Keep the pictures out and restate every record exactly.

Natural language region descriptions
----
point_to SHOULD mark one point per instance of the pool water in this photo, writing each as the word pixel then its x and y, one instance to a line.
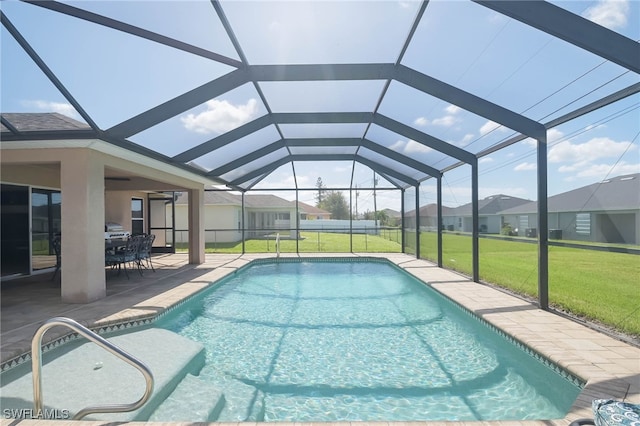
pixel 349 341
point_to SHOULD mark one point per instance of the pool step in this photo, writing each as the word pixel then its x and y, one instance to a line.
pixel 243 402
pixel 193 400
pixel 82 374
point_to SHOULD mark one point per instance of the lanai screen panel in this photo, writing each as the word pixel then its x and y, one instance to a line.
pixel 203 122
pixel 180 78
pixel 239 148
pixel 112 74
pixel 538 75
pixel 320 32
pixel 409 147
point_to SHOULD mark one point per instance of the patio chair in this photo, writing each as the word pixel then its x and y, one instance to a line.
pixel 129 254
pixel 609 412
pixel 144 252
pixel 56 243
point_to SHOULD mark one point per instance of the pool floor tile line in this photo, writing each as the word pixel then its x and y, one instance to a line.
pixel 610 367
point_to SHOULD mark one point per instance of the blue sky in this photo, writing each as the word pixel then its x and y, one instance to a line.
pixel 115 76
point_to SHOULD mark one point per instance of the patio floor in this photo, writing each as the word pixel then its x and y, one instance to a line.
pixel 611 368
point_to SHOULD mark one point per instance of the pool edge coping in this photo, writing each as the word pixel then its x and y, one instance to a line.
pixel 595 385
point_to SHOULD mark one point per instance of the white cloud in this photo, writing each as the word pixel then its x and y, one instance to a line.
pixel 446 121
pixel 596 172
pixel 552 136
pixel 220 116
pixel 525 167
pixel 466 139
pixel 587 152
pixel 452 109
pixel 409 147
pixel 413 146
pixel 421 121
pixel 48 106
pixel 609 13
pixel 490 126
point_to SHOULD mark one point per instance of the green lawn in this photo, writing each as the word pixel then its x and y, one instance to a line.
pixel 598 285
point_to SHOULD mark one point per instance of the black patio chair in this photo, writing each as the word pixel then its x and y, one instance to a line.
pixel 144 252
pixel 56 243
pixel 129 254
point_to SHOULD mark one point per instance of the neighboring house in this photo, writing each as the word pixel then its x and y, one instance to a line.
pixel 489 214
pixel 394 217
pixel 429 218
pixel 265 214
pixel 48 155
pixel 607 211
pixel 308 212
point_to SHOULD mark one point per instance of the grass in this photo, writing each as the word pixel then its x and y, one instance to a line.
pixel 597 285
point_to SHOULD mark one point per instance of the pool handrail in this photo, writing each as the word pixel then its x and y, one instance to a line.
pixel 36 366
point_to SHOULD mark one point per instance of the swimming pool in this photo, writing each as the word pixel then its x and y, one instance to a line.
pixel 349 341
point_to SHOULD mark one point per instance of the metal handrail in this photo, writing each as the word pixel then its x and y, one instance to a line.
pixel 36 365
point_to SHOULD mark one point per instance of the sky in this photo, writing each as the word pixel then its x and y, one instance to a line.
pixel 115 76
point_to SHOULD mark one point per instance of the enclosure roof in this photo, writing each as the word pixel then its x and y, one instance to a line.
pixel 237 90
pixel 619 193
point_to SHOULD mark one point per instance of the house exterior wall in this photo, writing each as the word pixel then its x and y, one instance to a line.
pixel 77 168
pixel 220 223
pixel 604 227
pixel 34 175
pixel 117 205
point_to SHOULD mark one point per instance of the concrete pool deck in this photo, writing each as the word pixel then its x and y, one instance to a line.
pixel 610 367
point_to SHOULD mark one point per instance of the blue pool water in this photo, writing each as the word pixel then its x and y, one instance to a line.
pixel 332 341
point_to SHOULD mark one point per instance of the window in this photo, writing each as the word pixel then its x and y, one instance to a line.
pixel 583 223
pixel 137 218
pixel 523 223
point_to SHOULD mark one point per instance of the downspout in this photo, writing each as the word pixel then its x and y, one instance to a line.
pixel 475 221
pixel 543 226
pixel 440 219
pixel 402 222
pixel 417 221
pixel 243 224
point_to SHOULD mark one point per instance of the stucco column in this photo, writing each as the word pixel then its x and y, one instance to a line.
pixel 196 226
pixel 82 185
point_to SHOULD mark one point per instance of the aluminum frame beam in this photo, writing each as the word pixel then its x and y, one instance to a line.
pixel 179 104
pixel 323 157
pixel 571 28
pixel 133 30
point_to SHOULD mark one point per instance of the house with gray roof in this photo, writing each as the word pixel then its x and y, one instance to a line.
pixel 490 210
pixel 429 218
pixel 606 211
pixel 265 214
pixel 309 212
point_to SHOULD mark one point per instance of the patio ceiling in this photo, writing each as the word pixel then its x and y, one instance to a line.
pixel 216 93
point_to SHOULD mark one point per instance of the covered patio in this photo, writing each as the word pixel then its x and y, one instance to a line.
pixel 608 366
pixel 172 137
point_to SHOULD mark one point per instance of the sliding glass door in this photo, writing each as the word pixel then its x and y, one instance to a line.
pixel 45 225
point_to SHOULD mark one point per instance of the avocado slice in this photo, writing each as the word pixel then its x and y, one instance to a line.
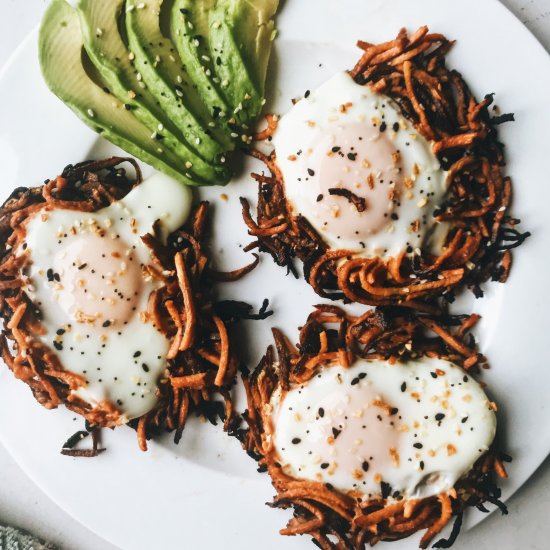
pixel 244 99
pixel 107 50
pixel 252 24
pixel 189 29
pixel 61 59
pixel 158 62
pixel 232 40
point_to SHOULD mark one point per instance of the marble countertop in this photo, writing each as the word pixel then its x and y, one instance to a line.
pixel 22 504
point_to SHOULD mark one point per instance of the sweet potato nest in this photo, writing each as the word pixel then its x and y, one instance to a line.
pixel 412 71
pixel 202 363
pixel 333 519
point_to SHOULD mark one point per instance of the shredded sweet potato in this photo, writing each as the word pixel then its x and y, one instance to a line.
pixel 201 361
pixel 411 71
pixel 332 518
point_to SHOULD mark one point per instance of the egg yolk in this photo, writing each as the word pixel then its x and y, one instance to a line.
pixel 354 180
pixel 98 280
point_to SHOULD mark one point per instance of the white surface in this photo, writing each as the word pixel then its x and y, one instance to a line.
----
> **Solution to this task**
point_to SHOULD mark one point per instance of the pool water in this photo, writing each as the word pixel then its x and y, one instance to a line.
pixel 349 341
point_to SHOULD mark one point per instance of the pool step in this photo, writing each as the word pixel then its x and y, one instance to a line.
pixel 243 402
pixel 193 400
pixel 82 374
point_to SHOULD mark one point per instance of the lanai screen panel in this photo, writing each as the word pixel then its x and y, one instance to a line.
pixel 203 122
pixel 180 78
pixel 239 148
pixel 112 74
pixel 538 75
pixel 320 32
pixel 409 147
point_to SHOULD mark one point per instance of the patio chair in this photo, writing each as the word pixel then its x and y, one instance to a line.
pixel 129 254
pixel 609 412
pixel 144 252
pixel 56 243
point_to SHOULD mark one point per instance of the pool floor tile line in this photo, writing each as the word pixel then its x and y, one instance to a line.
pixel 610 367
point_to SHOULD mark one point per instance of the blue sky in this photo, writing each as the word pixel then its x and y, one instance to a line.
pixel 115 76
point_to SHOULD mark one point per instance of the patio floor in this photo, writing each as the word pixel then its x and y, one instance to a line.
pixel 611 368
point_to SHOULD mark one point per instance of the pool edge coping in this photo, writing each as the word pixel then its x and y, one instance to a line.
pixel 595 385
point_to SHOULD mark one point per instance of the white cloud in this photo, writing each as the word pixel then its x and y, one instance to a line.
pixel 446 121
pixel 596 172
pixel 552 136
pixel 220 116
pixel 525 167
pixel 466 139
pixel 587 152
pixel 452 109
pixel 409 147
pixel 413 146
pixel 421 121
pixel 48 106
pixel 609 13
pixel 490 126
point_to SHOULD mark one point per instance of the green lawn in this photo, writing each as the word pixel then its x and y, one instance to a line.
pixel 598 285
point_to SHOULD mark one point per instance of the black patio chair in this photo, writing each as the word pixel then its x and y, one instance to a line.
pixel 144 252
pixel 56 243
pixel 129 254
point_to SHOULD mark one point per instance of the neighboring house in this photo, writing each as the word pixel then its x and y, one instance to a line.
pixel 489 214
pixel 394 217
pixel 429 218
pixel 265 214
pixel 48 155
pixel 607 211
pixel 308 212
point_to SHOULD mark one point per instance of the grass in this photo, writing each as the word pixel then its x and y, one instance to a line.
pixel 597 285
point_to SHOULD mark one point per instance of the pool handrail in this photo, writing each as the word pixel then its x and y, one instance to a line.
pixel 36 366
point_to SHOULD mark one point per instance of the swimming pool in this photo, writing each as the word pixel then its x and y, one instance to a line.
pixel 349 341
point_to SHOULD mark one point per instance of the metal handrail in this photo, writing each as the word pixel then its x and y, one instance to a line.
pixel 36 365
point_to SHOULD mark one point per instance of the sky in this photo, writing each as the word pixel then its x and y, one instance to a line.
pixel 115 76
point_to SHOULD mark one point per instance of the enclosure roof in this photo, writing each as the word pixel then its x and y, one instance to a line.
pixel 237 90
pixel 619 193
point_to SHOULD mark one point per instance of the house exterior wall in this photo, writing each as the word pixel then its x and y, one instance to a line.
pixel 77 168
pixel 220 223
pixel 604 227
pixel 34 175
pixel 117 205
point_to SHOULD mark one point per instance of the concrete pool deck in this photo, writing each as the word pixel then its x and y, one instance to a line.
pixel 610 367
point_to SHOULD mark one point per instance of the blue pool water in this photo, writing each as the word pixel then its x and y, one instance to a line.
pixel 332 341
point_to SHOULD mark one point per instance of the window in this photo, writing each as the word pixel then its x and y, one instance to a line.
pixel 583 223
pixel 137 218
pixel 523 223
point_to SHOULD mark one point per instance of the downspout in this photo, writing each as the word pixel then its x and y, one instance to a line.
pixel 475 221
pixel 543 226
pixel 440 219
pixel 402 222
pixel 417 221
pixel 243 224
point_to SHOULD mark one point per instance of the stucco column in this photo, writing each as the word pixel then its x and y, one instance to a line.
pixel 196 226
pixel 82 185
point_to SHOULD mark one point per instance of the aluminum frame beam in this photo, writing each as the word pixel then its x and y, one instance to a line.
pixel 179 104
pixel 323 157
pixel 571 28
pixel 133 30
point_to SHOULD mark one point per instance of the house with gray roof in this photo, writing each as the word pixel then its x and y, one instance to a line.
pixel 490 210
pixel 429 218
pixel 606 211
pixel 265 214
pixel 309 212
point_to SHOULD mark one point per instance of the patio ceiling in this photo, writing each as the word pixel then its x and y, one instance to a line.
pixel 216 93
point_to SHOULD mark one point per instance of the covered patio in this photo, writing each as the word pixel then its x and y, one instance to a line.
pixel 608 366
pixel 172 137
point_to SHOULD mark one point per instance of the sliding glass door in this photo, writing each as the word pixel then its x and y, one instance to a line.
pixel 45 225
point_to SHOULD mark one point per instance of the avocado slice in this photo, writing each as the word pixel then its x and y, one instance to a line.
pixel 244 99
pixel 107 50
pixel 252 24
pixel 189 29
pixel 61 59
pixel 158 62
pixel 232 40
point_to SHOULD mark one point per instance of the marble countertop in this photo, writing each as the word pixel then its x and y, one instance to a line.
pixel 22 504
point_to SHOULD mark one point per instance of the sweet potato nest in this photo, writing each as the word pixel then its x and y, one instance to a line.
pixel 412 71
pixel 202 363
pixel 333 519
point_to SHOULD mark one point per instance of the shredded sweet potato in this photo, writing each as the word pixel then its x and y, one instance to a line.
pixel 201 361
pixel 411 71
pixel 332 518
point_to SHOULD mark one point per instance of the egg yolk in this photo, writing each as the word pixel then its x and y, one instance to a line.
pixel 354 180
pixel 98 280
point_to SHOULD mark one point per instance of the white surface in this photo, writing each as the word pixel then its x and y, one instance to a line.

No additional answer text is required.